SELECTED EXTRACT section start

Perfect faces, imperfect fit: Why AI-generated campaigns miss the mark for older Australians
When AI-generated visuals are used in health, aged care, or community outreach campaigns, they risk undermining the trust of older Australians. Age-inclusive image standards and clear transparency rules can support engagement of ageing populations.
Perfect faces, imperfect fit: Why AI-generated campaigns miss the mark for older Australians
When AI-generated visuals are used in health, aged care, or community outreach campaigns, they risk undermining the trust of older Australians. Age-inclusive image standards and clear transparency rules can support engagement of ageing populations.
Neeru Sharma and Johra Kayeser Fatima

14 January 2026
As AI-generated imagery rapidly enters Australian marketing – popping up in aged-care promotions, health insurance campaigns, and social services outreach – it arrives with promises of realism, polish and cost efficiency. Yet, for many Australians aged 65 and over, this apparent “perfection” falls short of genuine connection. This has especially important ramifications for government information campaigns aimed at this population.
Despite remarkable technical advances, AI imagery simply cannot replicate the authenticity that older audiences seek. To put it plainly: most older viewers dislike AI-generated faces. For many, the face is not just a visual element but a primary gateway to trust, especially in media. Our interviews show that, paradoxically, the more “realistic” an AI-generated face looks, the less believable it feels.

SELECTED EXTRACT section end
COLLECTED MATERIAL section start

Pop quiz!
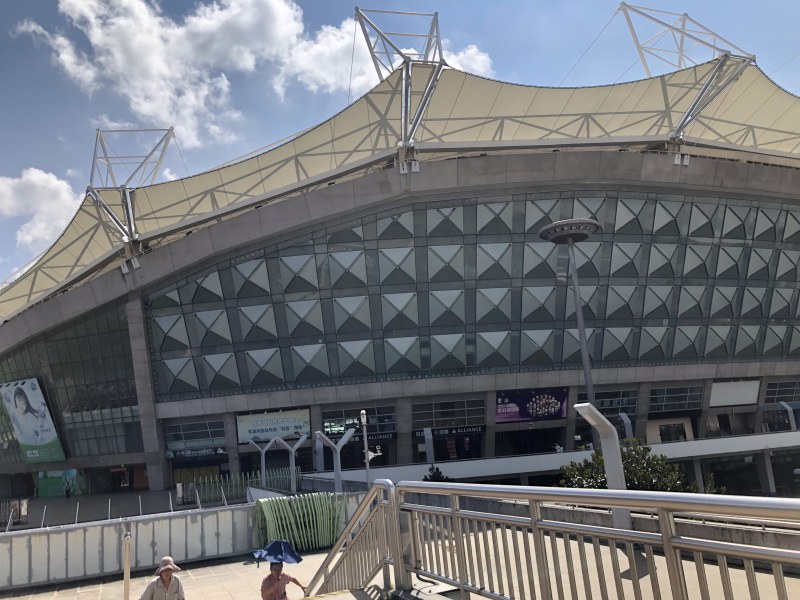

COLLECTED MATERIAL section end

• **EXERCISE SET**
1. In the article on AI-generated campaigns and older Australians, what paradox did the authors' interviews reveal?
2. Continue the article about AI-generated imagery and older Australians from where it ends.

• **RESPONSE LIST**
1. The more "realistic" an AI-generated face looks, the less believable it feels to older viewers.

2.
For policymakers, regulators and public-sector communicators, this is not just a design issue – it is a question of equity, effectiveness and trust in publicly-funded communication.
AI in Australian public communications
Digital marketing is being transformed by artificial intelligence. Virtual influencers, computer-generated models, and synthetic spokespeople allow organisations to produce images at scale for a fraction of the cost of traditional campaigns. Sectors such as aged care, health and wellbeing, insurance, and community services are especially drawn to these offerings for their speed and consistency.
These sectors are also shaped by Australian regulation and public funding—through My Aged Care, Medicare, public hospitals, and community grants. Yet as AI becomes ubiquitous, a crucial question remains: how do older Australians, the very people at the centre of these campaigns, actually respond to synthetic representation in the communications meant to inform and support them?
Seniors value authenticity over artificial perfection
Our research, based on in-depth interviews with Australians aged 65 and older, highlights a clear finding: authenticity trumps artificial polish. When asked about commercials created using AI, respondents gave strikingly candid feedback:
“Too perfect to trust.”
“Plastic, like someone ironed out their face.”
“Not a real person with a real story.”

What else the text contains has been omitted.